- What is required
Print only the closing part of the entries. It starts at the line containing "In this exercise you will mark the highway" and includes the final line, exactly as written.
(Records for this exercise begins)
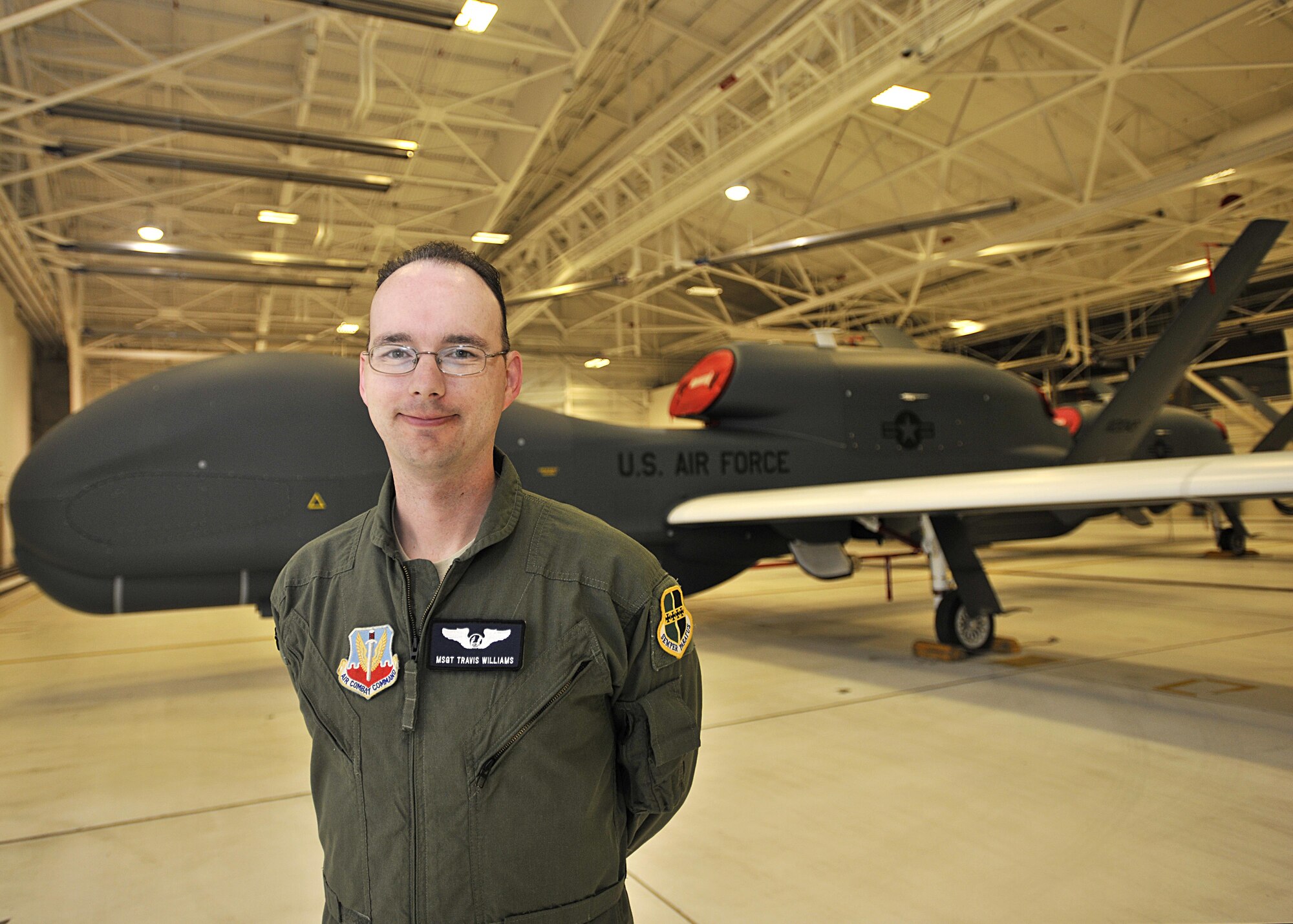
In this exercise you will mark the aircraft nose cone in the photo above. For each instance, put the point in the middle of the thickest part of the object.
(204, 479)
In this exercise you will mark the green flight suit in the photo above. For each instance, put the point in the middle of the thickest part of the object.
(482, 796)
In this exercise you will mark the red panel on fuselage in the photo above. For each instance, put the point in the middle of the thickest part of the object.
(703, 385)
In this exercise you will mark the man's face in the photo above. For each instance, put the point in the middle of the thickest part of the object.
(434, 424)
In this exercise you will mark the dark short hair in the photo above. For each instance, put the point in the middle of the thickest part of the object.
(448, 252)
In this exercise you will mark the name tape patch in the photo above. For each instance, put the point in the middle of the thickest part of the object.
(478, 645)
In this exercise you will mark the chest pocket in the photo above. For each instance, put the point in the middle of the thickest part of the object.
(542, 792)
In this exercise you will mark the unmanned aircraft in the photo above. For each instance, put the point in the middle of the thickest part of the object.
(195, 487)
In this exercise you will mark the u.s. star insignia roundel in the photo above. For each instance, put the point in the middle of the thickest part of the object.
(372, 665)
(676, 624)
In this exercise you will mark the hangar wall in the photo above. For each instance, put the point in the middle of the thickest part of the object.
(15, 408)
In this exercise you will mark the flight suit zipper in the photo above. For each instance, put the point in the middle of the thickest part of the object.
(492, 761)
(409, 718)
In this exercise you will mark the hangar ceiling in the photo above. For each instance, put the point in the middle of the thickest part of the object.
(602, 134)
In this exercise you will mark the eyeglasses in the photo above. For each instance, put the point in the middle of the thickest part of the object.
(395, 359)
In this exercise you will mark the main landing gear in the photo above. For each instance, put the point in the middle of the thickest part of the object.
(1232, 539)
(967, 607)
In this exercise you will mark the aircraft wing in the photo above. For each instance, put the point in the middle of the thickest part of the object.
(1107, 484)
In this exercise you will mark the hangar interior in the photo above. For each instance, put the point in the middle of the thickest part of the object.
(1132, 764)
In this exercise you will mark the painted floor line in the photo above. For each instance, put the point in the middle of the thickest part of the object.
(127, 822)
(663, 899)
(994, 676)
(1160, 581)
(109, 652)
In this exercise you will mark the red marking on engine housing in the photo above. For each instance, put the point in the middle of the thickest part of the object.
(1070, 418)
(703, 385)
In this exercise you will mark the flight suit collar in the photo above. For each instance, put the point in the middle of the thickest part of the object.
(501, 517)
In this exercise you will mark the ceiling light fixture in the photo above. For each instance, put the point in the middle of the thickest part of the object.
(264, 171)
(211, 276)
(963, 328)
(1017, 248)
(255, 258)
(568, 289)
(908, 224)
(476, 16)
(901, 98)
(272, 218)
(1217, 178)
(233, 129)
(394, 10)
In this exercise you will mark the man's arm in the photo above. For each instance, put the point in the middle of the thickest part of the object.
(659, 712)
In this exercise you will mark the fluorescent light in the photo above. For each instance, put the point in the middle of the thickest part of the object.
(476, 16)
(394, 10)
(272, 218)
(1217, 178)
(233, 129)
(211, 276)
(568, 289)
(901, 98)
(963, 328)
(911, 223)
(1017, 248)
(264, 171)
(255, 258)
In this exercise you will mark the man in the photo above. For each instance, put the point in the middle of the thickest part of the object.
(501, 690)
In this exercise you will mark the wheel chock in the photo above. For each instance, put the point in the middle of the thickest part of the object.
(938, 651)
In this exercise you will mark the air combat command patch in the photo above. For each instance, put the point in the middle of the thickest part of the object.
(372, 665)
(676, 624)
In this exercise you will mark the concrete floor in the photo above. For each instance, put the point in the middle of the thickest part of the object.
(1133, 764)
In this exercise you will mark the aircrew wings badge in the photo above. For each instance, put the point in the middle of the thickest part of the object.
(372, 665)
(676, 623)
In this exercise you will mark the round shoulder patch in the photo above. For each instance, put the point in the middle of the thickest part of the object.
(676, 624)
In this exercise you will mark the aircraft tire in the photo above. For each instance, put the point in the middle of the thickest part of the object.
(955, 625)
(1233, 540)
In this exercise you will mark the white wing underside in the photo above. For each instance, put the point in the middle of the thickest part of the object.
(1107, 484)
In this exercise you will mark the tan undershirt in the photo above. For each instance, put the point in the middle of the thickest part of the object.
(442, 566)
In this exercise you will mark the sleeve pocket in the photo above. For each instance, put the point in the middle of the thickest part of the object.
(659, 736)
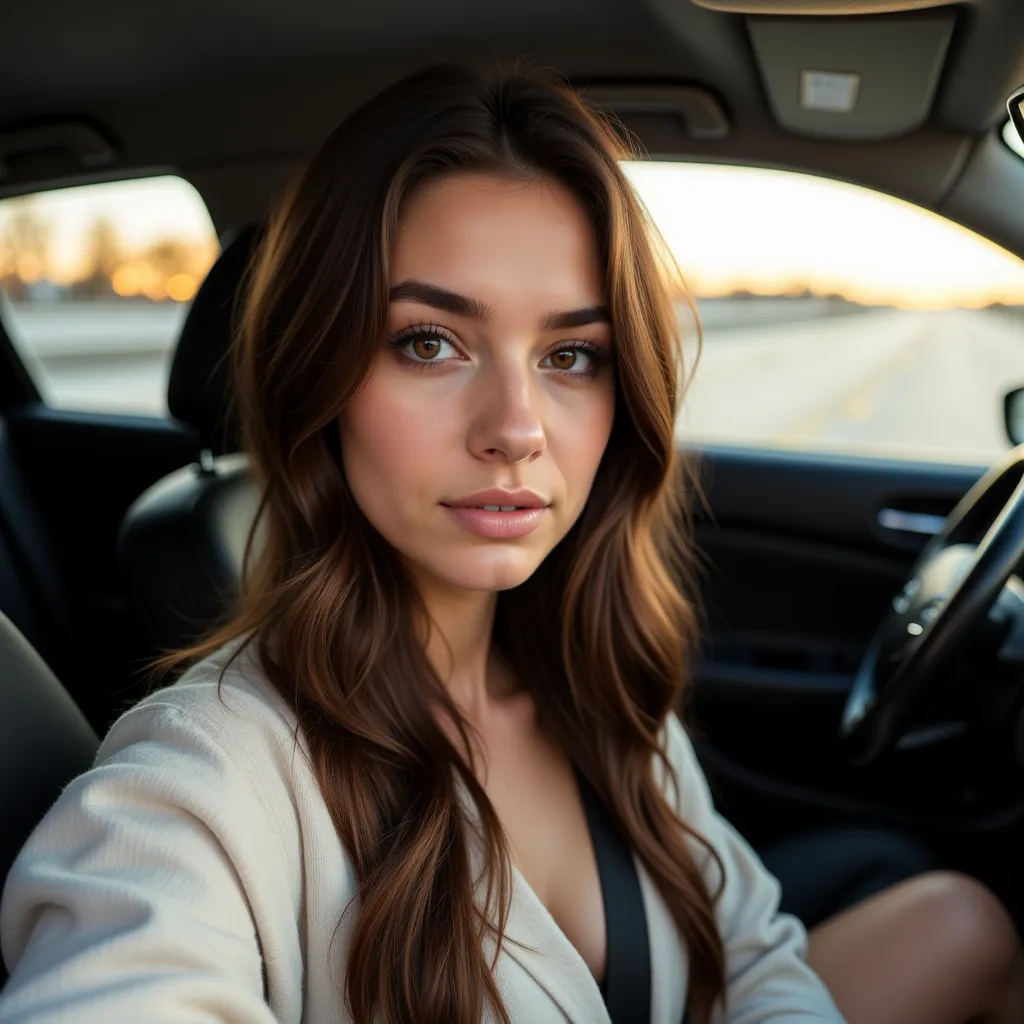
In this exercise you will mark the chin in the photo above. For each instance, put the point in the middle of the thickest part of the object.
(491, 570)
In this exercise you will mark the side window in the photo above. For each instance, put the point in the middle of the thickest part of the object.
(836, 318)
(95, 283)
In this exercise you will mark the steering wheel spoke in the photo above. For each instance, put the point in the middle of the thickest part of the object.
(956, 580)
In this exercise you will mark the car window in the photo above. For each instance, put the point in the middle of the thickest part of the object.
(836, 318)
(95, 282)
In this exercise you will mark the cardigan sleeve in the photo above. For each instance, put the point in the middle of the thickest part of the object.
(767, 978)
(131, 900)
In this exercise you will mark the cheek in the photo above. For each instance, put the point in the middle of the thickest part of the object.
(390, 446)
(579, 440)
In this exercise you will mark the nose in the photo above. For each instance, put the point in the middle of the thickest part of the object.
(508, 425)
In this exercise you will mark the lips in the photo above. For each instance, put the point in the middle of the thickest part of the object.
(500, 500)
(497, 525)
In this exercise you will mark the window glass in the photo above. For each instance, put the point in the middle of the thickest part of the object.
(838, 318)
(95, 283)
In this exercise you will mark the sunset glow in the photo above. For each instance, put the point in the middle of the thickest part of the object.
(730, 228)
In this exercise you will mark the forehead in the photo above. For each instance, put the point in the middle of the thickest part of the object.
(500, 241)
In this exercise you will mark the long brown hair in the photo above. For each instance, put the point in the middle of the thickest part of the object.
(601, 632)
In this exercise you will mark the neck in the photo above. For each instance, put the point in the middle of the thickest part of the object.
(460, 646)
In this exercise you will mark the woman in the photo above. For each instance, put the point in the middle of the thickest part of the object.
(367, 798)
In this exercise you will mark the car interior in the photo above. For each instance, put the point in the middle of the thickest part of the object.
(864, 639)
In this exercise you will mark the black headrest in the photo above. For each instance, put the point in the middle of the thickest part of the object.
(199, 389)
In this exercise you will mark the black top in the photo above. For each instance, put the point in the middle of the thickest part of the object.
(627, 973)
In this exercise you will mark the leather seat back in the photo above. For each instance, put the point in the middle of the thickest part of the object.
(182, 542)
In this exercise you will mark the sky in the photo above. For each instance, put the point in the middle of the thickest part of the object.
(770, 230)
(729, 228)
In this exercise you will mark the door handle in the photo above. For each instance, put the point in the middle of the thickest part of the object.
(911, 522)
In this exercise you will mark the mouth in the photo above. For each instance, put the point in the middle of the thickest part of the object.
(498, 522)
(500, 500)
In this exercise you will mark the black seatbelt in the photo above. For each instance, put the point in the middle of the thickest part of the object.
(627, 974)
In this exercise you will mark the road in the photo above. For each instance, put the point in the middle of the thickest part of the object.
(887, 382)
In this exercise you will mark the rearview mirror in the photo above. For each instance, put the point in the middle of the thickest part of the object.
(1013, 410)
(1015, 108)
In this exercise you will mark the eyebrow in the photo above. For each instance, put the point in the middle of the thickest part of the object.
(462, 305)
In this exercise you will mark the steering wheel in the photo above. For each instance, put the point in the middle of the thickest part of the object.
(954, 582)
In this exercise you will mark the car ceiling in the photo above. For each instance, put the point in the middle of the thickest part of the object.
(232, 94)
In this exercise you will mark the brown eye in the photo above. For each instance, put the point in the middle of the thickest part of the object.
(427, 348)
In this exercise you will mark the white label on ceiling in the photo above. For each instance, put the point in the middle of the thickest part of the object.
(825, 90)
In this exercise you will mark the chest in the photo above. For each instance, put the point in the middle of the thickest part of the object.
(534, 791)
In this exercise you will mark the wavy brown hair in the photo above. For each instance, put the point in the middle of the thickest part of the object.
(600, 633)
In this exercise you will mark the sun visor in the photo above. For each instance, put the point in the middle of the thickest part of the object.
(823, 7)
(856, 78)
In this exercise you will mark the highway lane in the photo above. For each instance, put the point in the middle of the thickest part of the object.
(883, 381)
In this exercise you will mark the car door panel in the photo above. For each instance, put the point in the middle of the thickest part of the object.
(Records for this exercise ends)
- Solution to the exercise
In this exercise you will mark the highway lane in the photo above. For each instance, put the point in the middle of the thickest part of the object.
(883, 381)
In this exercise you will mark the car door panel in the photo above. For each instance, put the point in the middle of the thickest part of the object.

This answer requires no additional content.